-- Reading passage start --

# Bostitch - N80S framing gun



## TRN_Diesel (Feb 24, 2009)

While using my air nailer to build my porch I noticed the gun starting to leak air out of the head of the gun where the two main vents are. I went on-line and did some searching and figured one of the O-rings must have blown.

I called around town and found Quality Tool Repairs stocked an O-Ring Kit for my Stanley Bostitch Air Nailer N80S. The "S" stands for stick nailer and if it were a coil gun it would have a "C" on the end.

The kit cost me $45.00 and contains every O-ring and gasket you will need to rebuild this gun. Down side is there are no instructions so you need to consult your manual and look at the parts diagram for a breakdown of each gasket or O-ring. If you do not have a manual I have uploaded the manual for this gun in the Manuals section found here Stanley Bostitch Manuals - Router Forums

All I needed to remove the head was a hex driver and removed the four M6 x 1.00 screws. Once the head was off I saw my problem right away. The cylinder seal was split in two. When I grab the cylinder seal I noticed it was hard and brittle. I thought to myself, this is too easy. Rather than dis-assemble the entire air gun I decided to just replace the cylinder seal (Part # N70155).

-- Reading passage end --

Written problem 1: Lay out the entries from the line with "Where can the puppy's tail" up to and including the line with "point(245, 123)" as a Markdown table with the columns n and Line, one row per line and blank lines left out.
The entries after this point have nothing to do with the forum thread.

-- Extracted entries start --

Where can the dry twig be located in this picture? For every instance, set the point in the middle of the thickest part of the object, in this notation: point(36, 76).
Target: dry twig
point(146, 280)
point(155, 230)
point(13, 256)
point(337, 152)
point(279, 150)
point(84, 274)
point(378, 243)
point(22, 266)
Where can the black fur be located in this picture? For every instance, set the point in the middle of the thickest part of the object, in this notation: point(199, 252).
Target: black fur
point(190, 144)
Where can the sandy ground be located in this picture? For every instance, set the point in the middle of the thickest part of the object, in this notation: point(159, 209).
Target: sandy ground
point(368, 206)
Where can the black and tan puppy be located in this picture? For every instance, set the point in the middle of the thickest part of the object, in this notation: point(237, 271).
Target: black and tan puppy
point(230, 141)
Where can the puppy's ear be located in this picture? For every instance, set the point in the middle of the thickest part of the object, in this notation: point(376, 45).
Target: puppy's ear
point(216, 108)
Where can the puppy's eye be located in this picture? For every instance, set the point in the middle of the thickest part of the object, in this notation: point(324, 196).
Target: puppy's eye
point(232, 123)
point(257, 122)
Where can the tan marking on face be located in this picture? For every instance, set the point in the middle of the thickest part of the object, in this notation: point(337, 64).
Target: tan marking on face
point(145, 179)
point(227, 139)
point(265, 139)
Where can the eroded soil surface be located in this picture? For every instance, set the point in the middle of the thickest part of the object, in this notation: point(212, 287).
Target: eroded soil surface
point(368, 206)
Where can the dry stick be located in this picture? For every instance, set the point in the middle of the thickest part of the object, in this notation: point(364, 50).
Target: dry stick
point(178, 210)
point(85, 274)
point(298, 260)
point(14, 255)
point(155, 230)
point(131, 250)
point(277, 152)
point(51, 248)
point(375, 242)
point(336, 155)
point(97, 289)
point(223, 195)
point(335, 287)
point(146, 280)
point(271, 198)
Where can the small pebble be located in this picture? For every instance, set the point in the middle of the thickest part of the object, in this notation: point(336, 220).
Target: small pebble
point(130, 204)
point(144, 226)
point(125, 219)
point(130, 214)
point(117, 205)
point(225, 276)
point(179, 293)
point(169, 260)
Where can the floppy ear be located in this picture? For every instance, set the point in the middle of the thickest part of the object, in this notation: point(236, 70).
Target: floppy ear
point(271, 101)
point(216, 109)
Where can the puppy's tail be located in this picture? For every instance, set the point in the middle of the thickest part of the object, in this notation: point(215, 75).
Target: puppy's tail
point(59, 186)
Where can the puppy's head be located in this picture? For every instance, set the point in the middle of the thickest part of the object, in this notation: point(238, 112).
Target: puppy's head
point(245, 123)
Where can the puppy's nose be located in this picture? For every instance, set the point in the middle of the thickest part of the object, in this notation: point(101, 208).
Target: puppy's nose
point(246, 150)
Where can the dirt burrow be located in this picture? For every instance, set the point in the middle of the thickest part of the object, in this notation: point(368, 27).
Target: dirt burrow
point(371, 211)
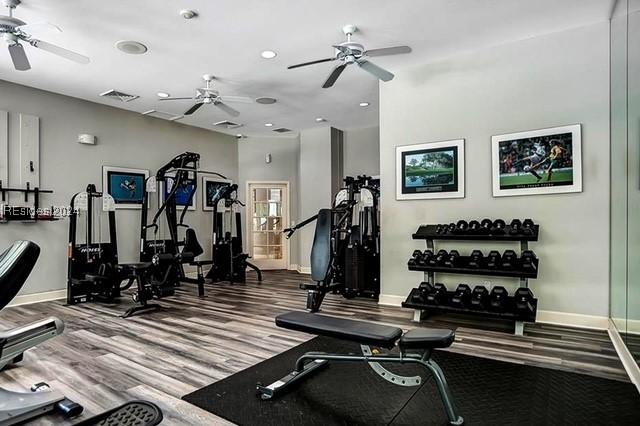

-- Extracted entries end --

Written problem 2: Copy out the full forum thread on the Bostitch N80S framing gun word for word.

Right answer 1:
| n | Line |
|---|---|
| 1 | Where can the puppy's tail be located in this picture? For every instance, set the point in the middle of the thickest part of the object, in this notation: point(215, 75). |
| 2 | Target: puppy's tail |
| 3 | point(59, 186) |
| 4 | Where can the puppy's head be located in this picture? For every instance, set the point in the middle of the thickest part of the object, in this notation: point(238, 112). |
| 5 | Target: puppy's head |
| 6 | point(245, 123) |

Right answer 2:
# Bostitch - N80S framing gun



## TRN_Diesel (Feb 24, 2009)

While using my air nailer to build my porch I noticed the gun starting to leak air out of the head of the gun where the two main vents are. I went on-line and did some searching and figured one of the O-rings must have blown.

I called around town and found Quality Tool Repairs stocked an O-Ring Kit for my Stanley Bostitch Air Nailer N80S. The "S" stands for stick nailer and if it were a coil gun it would have a "C" on the end.

The kit cost me $45.00 and contains every O-ring and gasket you will need to rebuild this gun. Down side is there are no instructions so you need to consult your manual and look at the parts diagram for a breakdown of each gasket or O-ring. If you do not have a manual I have uploaded the manual for this gun in the Manuals section found here Stanley Bostitch Manuals - Router Forums

All I needed to remove the head was a hex driver and removed the four M6 x 1.00 screws. Once the head was off I saw my problem right away. The cylinder seal was split in two. When I grab the cylinder seal I noticed it was hard and brittle. I thought to myself, this is too easy. Rather than dis-assemble the entire air gun I decided to just replace the cylinder seal (Part # N70155).